▸ AIM OF THE EXERCISE: Extend the essay on why fans love Star Trek, picking up after its last sentence.

Sci-Fi Talk: Why do you love Star Trek?
Star Trek Love Is Passionate & Fans Have Different Reasons For The Romance
Star Trek equals love. Yes, this kind of passionate devotion is simply undeniably raw and even romantic. Honestly, I must submit to you here and now, is it such an unusual or even a bizarre observation? We all know there are tons of other truly crazy pastimes. I’m looking at you, rabid Romanian coin collectors from the Bronze Age.
Gene Roddenberry’s planet hopping starship of our far flung imagination has been warping around the galaxy for over 50 years. The original NBC TV series from the 1960’s became hit feature films, spawned novels, comic books and continued adventures on video game consoles and in computer games for decades now.
Where or when does it all finally end? Perhaps, in the end, it doesn’t have to have a grand, epic finale.
Of course, many of us love our pets, our dogs, cats, fish and everything pet identifiable (and some not) in between. We all pledge different reasons for our animal love affairs. The same can be said about our global star trekking phenomenon.
The Tech
High tech trek definitely defines one of the fascinating allures of this sci-fi vehicle.
We live in a mobile, laptop, iPad and wifi powered world. Face it - we live in times highly reminiscent of the fictional days of Captain Kirk and Mr. Spock. We speak to computers and they answer or even argue back. We call up information in seconds and project video on enormous video screens. Ever conduct a zoom call projected on a 54 inch monitor? It may not be Kirk or Picard talking to an alien ambassador on the Enterprise bridge viewscreen, but it certainly gets darn close.

[Natural-language object grounding data]
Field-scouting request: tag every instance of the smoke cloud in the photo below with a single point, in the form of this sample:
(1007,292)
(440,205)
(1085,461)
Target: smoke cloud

▸ RESULT FOR THIS TASK:
Our phasers are tasers. Our communicators are smartphones. They never leave our sides. Our tricorders, well we’re still waiting for them, but we do use tablets which resemble TNG’s era PADD - Personal Access Display Device. A fully working transporter alone entices fans and fuels our divine daydreams of finally never having to be in a traffic jam ever again. Replicator tech - Picard’s sparkly magic version of the 3D printer - inspire our visions of calling up and creating any item in Earth’s history in a few short seconds.
The People
Star Trek, if nothing else, is about incredible people caught up in equally incredible situations.
William Shatner as Captain Kirk still holds the gold pressed latinum standard as the kind of space ace leader most of us would love to follow. Patrick Stewart as Jean-Luc Picard and Avery Brooks as Ben Sisko certainly follow-up strongly, and Kate Mulgrew’s Captain Kathryn Janeway gives us hope for ever getting lost in space.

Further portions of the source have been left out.